- **Objective**: Only the lines from the one containing "Practice step: identify the white building" through the end of the entries should be repeated, exactly as they appear, first and last included.

# Start of Given data

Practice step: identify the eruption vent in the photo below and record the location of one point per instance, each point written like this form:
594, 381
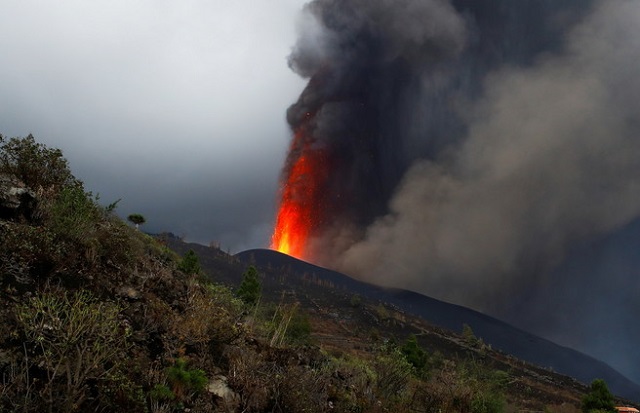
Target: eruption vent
300, 209
462, 148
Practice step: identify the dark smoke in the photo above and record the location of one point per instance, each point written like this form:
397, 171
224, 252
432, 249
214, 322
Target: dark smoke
480, 150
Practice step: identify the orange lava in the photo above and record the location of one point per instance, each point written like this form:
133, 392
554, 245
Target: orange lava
300, 203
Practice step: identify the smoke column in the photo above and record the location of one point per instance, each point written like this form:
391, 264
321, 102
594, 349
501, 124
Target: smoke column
465, 149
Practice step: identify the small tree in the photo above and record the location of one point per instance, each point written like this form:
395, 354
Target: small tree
414, 354
137, 219
249, 290
190, 264
599, 398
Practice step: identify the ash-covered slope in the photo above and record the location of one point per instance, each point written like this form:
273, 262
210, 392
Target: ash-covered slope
499, 334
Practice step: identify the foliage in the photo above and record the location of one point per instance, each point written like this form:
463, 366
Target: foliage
185, 381
190, 263
299, 331
414, 354
355, 301
599, 398
73, 215
469, 336
38, 166
249, 290
74, 339
137, 219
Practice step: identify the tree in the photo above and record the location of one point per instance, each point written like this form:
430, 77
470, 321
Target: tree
137, 219
190, 264
249, 290
599, 398
35, 164
414, 354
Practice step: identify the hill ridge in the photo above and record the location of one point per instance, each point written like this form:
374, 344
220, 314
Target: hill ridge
497, 333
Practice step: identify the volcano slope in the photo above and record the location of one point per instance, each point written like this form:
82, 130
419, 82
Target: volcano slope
349, 315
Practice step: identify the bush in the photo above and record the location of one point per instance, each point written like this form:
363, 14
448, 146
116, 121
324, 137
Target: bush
190, 264
599, 398
36, 165
185, 382
249, 290
75, 340
414, 354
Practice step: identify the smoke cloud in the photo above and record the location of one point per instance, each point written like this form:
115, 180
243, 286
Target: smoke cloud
549, 160
473, 146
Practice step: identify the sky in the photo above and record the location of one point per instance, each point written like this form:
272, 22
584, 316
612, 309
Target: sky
177, 108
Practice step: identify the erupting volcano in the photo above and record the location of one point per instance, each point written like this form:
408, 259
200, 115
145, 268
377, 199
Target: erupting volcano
462, 148
300, 209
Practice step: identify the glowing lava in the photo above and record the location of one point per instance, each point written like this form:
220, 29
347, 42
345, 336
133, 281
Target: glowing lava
301, 203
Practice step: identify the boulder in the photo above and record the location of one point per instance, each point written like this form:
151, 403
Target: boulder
16, 199
219, 387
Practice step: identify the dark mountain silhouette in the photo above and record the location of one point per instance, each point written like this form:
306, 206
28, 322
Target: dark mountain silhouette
498, 334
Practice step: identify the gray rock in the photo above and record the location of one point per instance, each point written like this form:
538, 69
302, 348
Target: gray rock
16, 199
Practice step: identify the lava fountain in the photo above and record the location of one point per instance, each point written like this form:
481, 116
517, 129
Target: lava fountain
300, 211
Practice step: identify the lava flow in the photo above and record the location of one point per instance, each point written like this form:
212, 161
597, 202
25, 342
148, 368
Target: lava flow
300, 204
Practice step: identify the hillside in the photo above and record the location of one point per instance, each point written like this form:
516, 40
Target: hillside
498, 334
329, 296
99, 316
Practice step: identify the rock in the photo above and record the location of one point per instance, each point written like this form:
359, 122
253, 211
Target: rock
16, 199
220, 387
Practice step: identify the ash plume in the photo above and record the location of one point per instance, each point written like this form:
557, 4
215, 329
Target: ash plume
473, 145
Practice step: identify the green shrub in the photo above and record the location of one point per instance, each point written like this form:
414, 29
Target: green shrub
185, 382
75, 339
414, 354
38, 166
487, 402
599, 398
190, 264
249, 290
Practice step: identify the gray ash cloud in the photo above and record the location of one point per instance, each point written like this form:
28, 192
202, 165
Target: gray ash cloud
475, 146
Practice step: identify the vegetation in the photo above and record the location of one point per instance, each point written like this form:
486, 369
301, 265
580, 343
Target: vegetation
599, 399
137, 219
249, 290
97, 316
190, 263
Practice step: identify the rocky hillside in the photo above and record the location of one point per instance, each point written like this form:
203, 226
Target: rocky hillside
99, 316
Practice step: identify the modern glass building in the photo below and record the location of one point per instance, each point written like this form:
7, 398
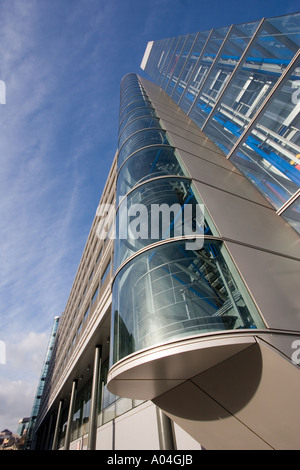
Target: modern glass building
30, 436
182, 328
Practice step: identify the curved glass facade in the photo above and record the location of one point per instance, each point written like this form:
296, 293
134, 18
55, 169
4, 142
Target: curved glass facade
169, 292
164, 287
240, 85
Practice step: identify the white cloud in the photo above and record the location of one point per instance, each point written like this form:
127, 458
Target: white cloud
24, 359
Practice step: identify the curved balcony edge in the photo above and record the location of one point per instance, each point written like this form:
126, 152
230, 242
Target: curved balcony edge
149, 373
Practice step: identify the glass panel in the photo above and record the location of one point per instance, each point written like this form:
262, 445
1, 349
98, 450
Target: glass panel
171, 46
270, 155
149, 162
221, 71
189, 66
143, 122
131, 116
169, 293
174, 62
269, 55
138, 103
203, 66
181, 61
155, 211
139, 140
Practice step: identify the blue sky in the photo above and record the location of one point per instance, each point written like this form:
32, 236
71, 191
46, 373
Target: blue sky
62, 62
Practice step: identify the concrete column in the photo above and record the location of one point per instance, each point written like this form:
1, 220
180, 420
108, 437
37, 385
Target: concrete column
165, 431
70, 415
57, 424
94, 399
47, 445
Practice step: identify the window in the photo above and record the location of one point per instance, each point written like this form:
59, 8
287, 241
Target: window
86, 313
95, 294
105, 273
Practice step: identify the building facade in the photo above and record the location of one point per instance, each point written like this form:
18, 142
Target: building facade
182, 328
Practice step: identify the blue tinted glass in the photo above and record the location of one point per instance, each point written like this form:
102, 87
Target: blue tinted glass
264, 63
147, 163
176, 293
270, 155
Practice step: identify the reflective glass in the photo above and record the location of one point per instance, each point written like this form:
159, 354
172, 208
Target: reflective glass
181, 61
149, 162
203, 66
270, 155
141, 139
136, 125
155, 211
138, 112
173, 62
264, 63
162, 70
138, 103
221, 71
131, 97
189, 66
168, 292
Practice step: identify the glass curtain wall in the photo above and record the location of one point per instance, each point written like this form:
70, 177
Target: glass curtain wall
172, 277
239, 78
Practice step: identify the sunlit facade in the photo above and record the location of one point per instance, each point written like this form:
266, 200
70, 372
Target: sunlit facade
241, 86
182, 325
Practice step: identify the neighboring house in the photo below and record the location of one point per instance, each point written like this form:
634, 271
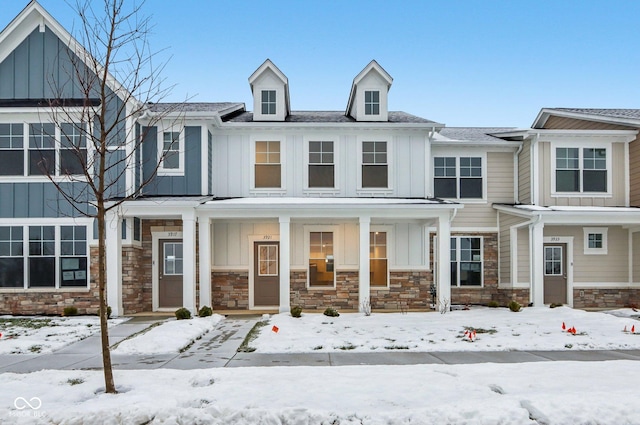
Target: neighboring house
276, 207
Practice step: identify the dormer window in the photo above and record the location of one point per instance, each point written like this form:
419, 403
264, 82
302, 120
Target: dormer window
372, 102
268, 102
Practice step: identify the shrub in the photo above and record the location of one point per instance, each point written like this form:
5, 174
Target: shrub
205, 311
70, 311
514, 306
331, 312
183, 313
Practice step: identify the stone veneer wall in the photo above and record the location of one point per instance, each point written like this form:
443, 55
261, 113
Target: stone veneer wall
343, 296
230, 290
605, 298
407, 290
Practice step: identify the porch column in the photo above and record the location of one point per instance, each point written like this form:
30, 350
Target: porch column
285, 266
443, 265
204, 253
364, 278
113, 236
536, 266
189, 261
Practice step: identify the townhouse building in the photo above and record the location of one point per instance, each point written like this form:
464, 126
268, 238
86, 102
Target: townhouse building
274, 207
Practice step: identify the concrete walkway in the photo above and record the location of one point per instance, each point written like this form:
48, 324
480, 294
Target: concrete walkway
218, 348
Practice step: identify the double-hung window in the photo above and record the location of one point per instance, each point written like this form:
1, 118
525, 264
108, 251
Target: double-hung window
466, 261
378, 263
11, 150
11, 257
268, 102
581, 169
458, 177
321, 260
375, 168
321, 165
42, 149
268, 167
372, 102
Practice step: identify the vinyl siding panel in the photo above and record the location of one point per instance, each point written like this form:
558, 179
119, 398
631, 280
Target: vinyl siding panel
524, 174
500, 184
618, 179
612, 267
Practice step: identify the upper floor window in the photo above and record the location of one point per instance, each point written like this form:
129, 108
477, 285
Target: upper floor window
171, 153
268, 166
321, 165
457, 177
268, 102
11, 150
466, 261
581, 169
321, 260
372, 102
375, 168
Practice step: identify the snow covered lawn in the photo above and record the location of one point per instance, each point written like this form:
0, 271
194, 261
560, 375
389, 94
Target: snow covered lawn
37, 334
170, 336
496, 330
550, 392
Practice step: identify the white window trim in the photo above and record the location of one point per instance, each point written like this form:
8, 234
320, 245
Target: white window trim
595, 230
283, 165
336, 163
457, 156
337, 252
581, 145
56, 223
28, 119
482, 265
369, 191
181, 151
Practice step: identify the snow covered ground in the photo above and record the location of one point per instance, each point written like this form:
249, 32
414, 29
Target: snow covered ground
40, 335
550, 392
496, 330
171, 336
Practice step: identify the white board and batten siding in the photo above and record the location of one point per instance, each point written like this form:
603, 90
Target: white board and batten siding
234, 159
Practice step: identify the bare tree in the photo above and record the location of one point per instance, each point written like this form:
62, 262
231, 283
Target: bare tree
111, 81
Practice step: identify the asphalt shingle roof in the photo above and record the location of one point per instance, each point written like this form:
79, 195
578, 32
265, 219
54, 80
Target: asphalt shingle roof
332, 117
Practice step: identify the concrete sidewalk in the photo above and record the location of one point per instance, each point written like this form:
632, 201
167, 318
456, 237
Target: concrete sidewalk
218, 348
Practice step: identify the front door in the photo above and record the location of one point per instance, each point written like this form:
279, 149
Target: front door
170, 270
266, 275
555, 273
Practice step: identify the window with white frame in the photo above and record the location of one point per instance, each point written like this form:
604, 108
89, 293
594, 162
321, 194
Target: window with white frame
595, 240
581, 169
375, 168
458, 177
321, 260
267, 166
321, 164
268, 102
466, 261
378, 262
11, 257
11, 149
171, 152
372, 102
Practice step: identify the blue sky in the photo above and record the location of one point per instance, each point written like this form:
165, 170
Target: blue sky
463, 63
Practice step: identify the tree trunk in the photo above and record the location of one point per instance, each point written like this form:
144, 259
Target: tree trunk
110, 386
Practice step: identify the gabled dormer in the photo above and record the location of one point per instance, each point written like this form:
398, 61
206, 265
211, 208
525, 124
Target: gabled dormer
270, 88
368, 100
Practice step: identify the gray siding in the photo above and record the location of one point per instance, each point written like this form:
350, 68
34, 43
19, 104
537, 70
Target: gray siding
23, 200
189, 183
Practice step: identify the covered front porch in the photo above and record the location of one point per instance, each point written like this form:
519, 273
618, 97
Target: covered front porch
272, 253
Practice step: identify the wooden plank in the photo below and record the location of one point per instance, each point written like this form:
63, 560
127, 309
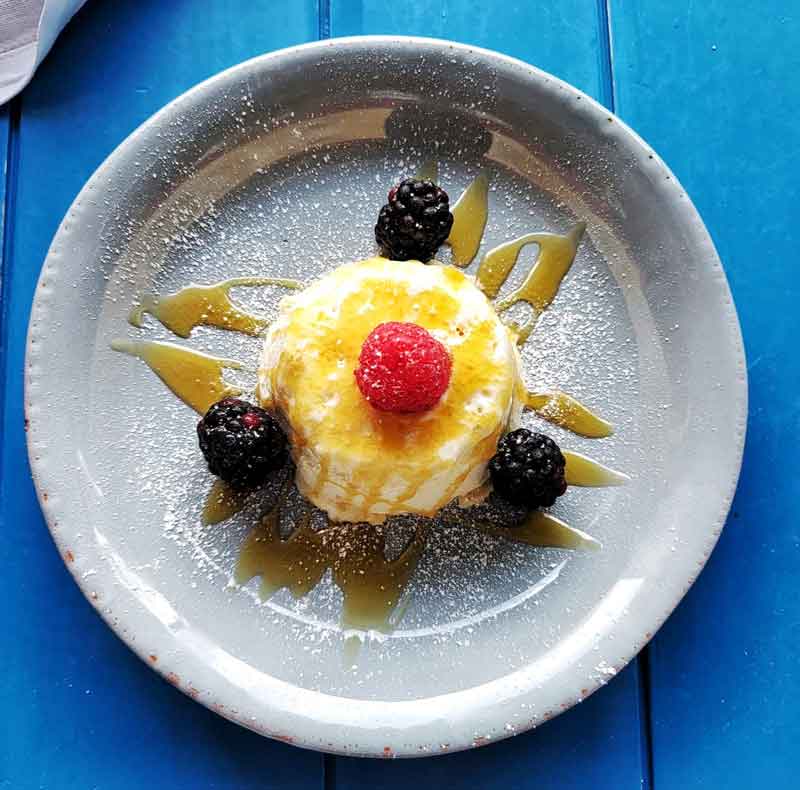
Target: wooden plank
712, 86
598, 744
563, 38
80, 709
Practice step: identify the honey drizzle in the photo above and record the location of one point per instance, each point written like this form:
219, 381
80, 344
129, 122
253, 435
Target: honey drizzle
208, 305
470, 213
584, 472
544, 529
556, 255
564, 410
194, 377
371, 585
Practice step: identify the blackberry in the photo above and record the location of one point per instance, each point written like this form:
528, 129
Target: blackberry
415, 222
241, 443
528, 469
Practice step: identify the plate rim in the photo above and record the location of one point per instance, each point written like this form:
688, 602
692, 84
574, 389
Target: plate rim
370, 738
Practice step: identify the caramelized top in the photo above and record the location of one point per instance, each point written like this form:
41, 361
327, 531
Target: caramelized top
373, 462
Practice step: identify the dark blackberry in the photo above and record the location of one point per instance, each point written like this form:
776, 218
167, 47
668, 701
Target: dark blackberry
528, 469
241, 443
415, 222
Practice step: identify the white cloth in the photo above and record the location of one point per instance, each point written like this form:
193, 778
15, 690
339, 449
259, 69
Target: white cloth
28, 29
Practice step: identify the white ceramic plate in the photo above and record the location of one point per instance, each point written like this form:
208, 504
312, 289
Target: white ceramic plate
278, 167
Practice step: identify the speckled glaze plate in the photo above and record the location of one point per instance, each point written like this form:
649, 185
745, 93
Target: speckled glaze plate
277, 167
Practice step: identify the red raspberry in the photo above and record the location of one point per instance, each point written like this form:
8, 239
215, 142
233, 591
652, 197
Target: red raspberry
402, 368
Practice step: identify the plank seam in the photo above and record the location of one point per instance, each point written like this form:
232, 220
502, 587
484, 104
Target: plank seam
608, 96
608, 89
6, 237
646, 713
324, 19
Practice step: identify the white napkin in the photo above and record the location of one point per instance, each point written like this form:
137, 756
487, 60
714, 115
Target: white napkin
28, 29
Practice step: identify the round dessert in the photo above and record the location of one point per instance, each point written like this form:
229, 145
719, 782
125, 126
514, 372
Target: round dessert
360, 463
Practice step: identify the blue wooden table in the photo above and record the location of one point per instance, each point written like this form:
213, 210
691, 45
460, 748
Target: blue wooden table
713, 701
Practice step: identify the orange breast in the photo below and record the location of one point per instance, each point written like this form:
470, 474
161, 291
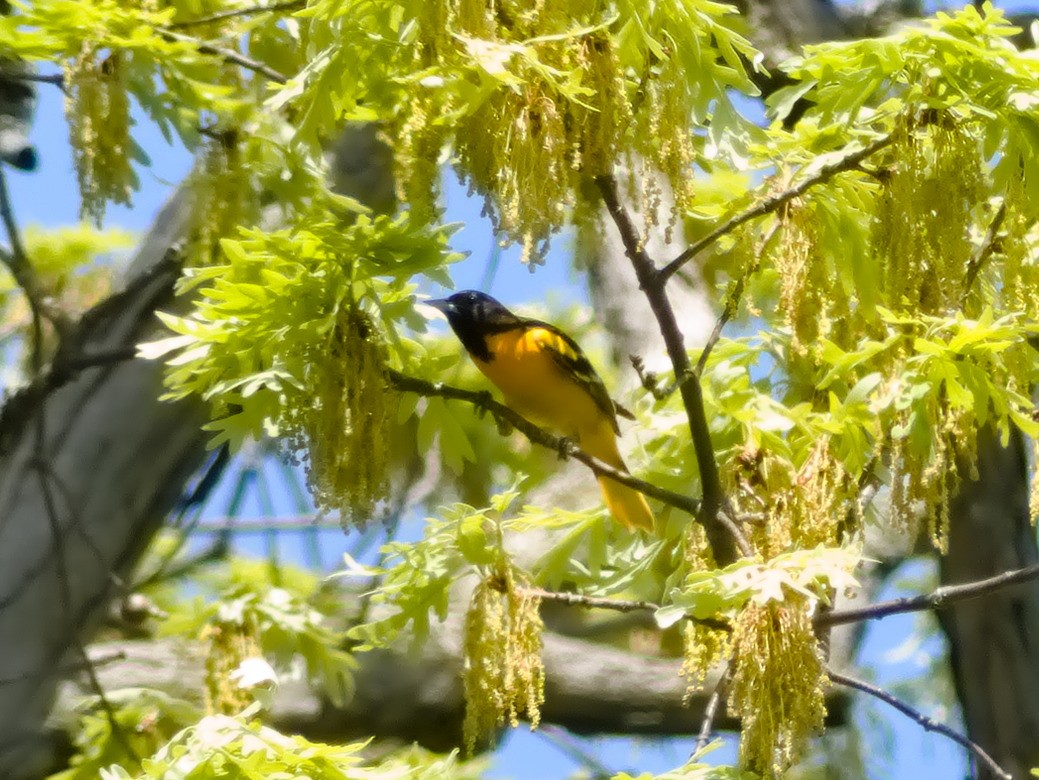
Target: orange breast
536, 386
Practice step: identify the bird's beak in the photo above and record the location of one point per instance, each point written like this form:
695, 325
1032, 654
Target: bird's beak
441, 304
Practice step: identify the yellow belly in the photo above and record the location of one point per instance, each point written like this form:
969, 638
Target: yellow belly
536, 386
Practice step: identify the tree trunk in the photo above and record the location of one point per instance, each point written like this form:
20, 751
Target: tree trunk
993, 641
90, 464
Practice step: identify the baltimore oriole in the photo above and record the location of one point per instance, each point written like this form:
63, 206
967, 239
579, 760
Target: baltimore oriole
545, 377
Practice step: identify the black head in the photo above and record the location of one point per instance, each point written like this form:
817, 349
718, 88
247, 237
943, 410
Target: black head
473, 315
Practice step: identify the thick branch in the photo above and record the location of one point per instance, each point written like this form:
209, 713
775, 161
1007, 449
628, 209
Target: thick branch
773, 203
724, 536
922, 719
538, 435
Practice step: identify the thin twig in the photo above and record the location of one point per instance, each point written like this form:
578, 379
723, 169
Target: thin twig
773, 203
229, 54
711, 710
734, 299
538, 435
563, 741
249, 11
723, 535
41, 78
984, 250
47, 670
113, 723
923, 720
937, 599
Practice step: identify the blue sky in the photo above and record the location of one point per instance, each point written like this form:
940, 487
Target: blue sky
896, 748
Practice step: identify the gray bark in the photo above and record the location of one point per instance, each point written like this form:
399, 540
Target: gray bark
590, 689
993, 642
90, 463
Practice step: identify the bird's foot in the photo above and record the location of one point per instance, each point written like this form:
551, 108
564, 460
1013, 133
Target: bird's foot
565, 447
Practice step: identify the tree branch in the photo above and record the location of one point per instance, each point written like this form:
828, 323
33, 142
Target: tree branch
711, 710
21, 268
985, 249
538, 435
734, 299
922, 719
249, 11
725, 538
229, 54
937, 599
772, 204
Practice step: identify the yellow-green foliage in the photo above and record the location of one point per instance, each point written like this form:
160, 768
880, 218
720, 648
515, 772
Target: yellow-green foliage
534, 98
897, 298
247, 617
778, 683
98, 107
347, 419
504, 675
219, 746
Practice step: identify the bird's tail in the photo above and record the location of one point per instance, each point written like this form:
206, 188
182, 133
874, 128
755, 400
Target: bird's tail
627, 505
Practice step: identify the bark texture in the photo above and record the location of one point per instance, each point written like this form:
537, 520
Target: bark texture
90, 464
993, 642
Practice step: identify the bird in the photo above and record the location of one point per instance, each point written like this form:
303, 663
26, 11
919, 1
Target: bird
545, 377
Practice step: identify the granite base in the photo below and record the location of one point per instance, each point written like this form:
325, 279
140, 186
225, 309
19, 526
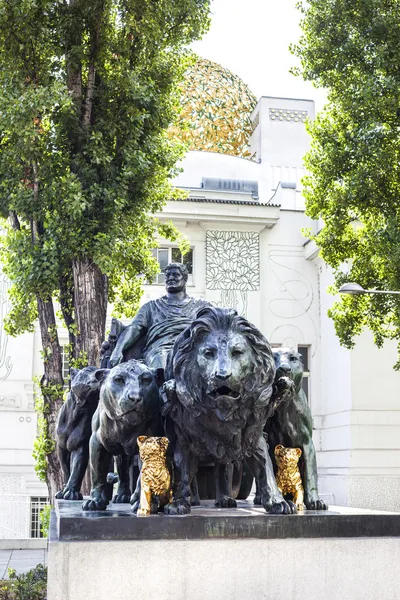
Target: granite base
225, 554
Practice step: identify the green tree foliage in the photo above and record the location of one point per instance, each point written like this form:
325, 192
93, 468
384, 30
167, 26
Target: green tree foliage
352, 48
88, 89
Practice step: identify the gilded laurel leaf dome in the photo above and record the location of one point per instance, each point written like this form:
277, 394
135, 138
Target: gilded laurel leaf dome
216, 110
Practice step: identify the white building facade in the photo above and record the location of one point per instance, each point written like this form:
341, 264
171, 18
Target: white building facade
244, 220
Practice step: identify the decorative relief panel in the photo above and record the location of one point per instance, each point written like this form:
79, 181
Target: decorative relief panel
5, 360
283, 114
233, 266
12, 401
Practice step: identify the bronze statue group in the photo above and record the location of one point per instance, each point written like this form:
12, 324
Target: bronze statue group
203, 384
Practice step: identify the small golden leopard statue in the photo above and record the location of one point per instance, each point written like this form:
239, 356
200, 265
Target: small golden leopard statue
288, 477
155, 480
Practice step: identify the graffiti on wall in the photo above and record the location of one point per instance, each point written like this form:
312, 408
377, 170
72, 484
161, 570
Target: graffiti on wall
233, 267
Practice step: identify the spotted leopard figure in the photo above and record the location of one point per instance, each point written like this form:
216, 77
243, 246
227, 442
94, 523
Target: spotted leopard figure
288, 477
155, 479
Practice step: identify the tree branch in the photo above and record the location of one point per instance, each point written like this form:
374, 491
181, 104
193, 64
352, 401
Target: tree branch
87, 115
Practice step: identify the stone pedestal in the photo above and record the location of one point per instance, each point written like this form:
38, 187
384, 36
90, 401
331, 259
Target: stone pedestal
223, 555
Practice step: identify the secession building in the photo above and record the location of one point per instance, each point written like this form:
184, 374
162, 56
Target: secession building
244, 218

# End of Given data

- **Correct response**:
Practice step: identify the white building facade in the photo above and record the location of one point per instance, each point written like this form:
341, 264
171, 18
Target: white building facade
244, 220
Practice step: identify the decorative relief panel in the photo above and record the location of one point per instance, each point written like this form:
79, 181
Target: decorative relief panel
5, 360
283, 114
233, 266
12, 401
Practice step: identify the bronze statue group in the photo above and record the location of one point per instance, each point written like this form:
12, 324
Target: bronze statue group
203, 384
Practice step: identify the small golden leopard statue in the photo above and record the location of one point per instance, each point written like this form:
239, 356
200, 265
Target: small golden leopard statue
288, 477
155, 480
Practice step: identify the graffiti on wall in the photo above and record the location of one point per instance, each point written like this form:
312, 408
377, 170
72, 484
161, 570
Target: graffiti on wall
233, 267
Practice step: identify the spotted leopard figure in the photo above and record the location of one point per instance, each point written like this form:
216, 77
243, 246
227, 442
94, 523
Target: spotted leopard figure
288, 477
155, 479
Practice step: identify the tree branch in the photo above and record the location of one point per instance, each point written like this form:
374, 491
181, 104
193, 64
352, 401
Target: tree branch
87, 115
Practice step: identify the stone pedestal in the photo above and record the location of one point per instance, each point written like this form:
38, 187
384, 36
90, 401
331, 259
Target: stone pedestal
223, 555
Practice step: identify the secession building in the photo above and record the location of one point per instance, each point written like this form:
184, 374
162, 56
Target: secession building
244, 218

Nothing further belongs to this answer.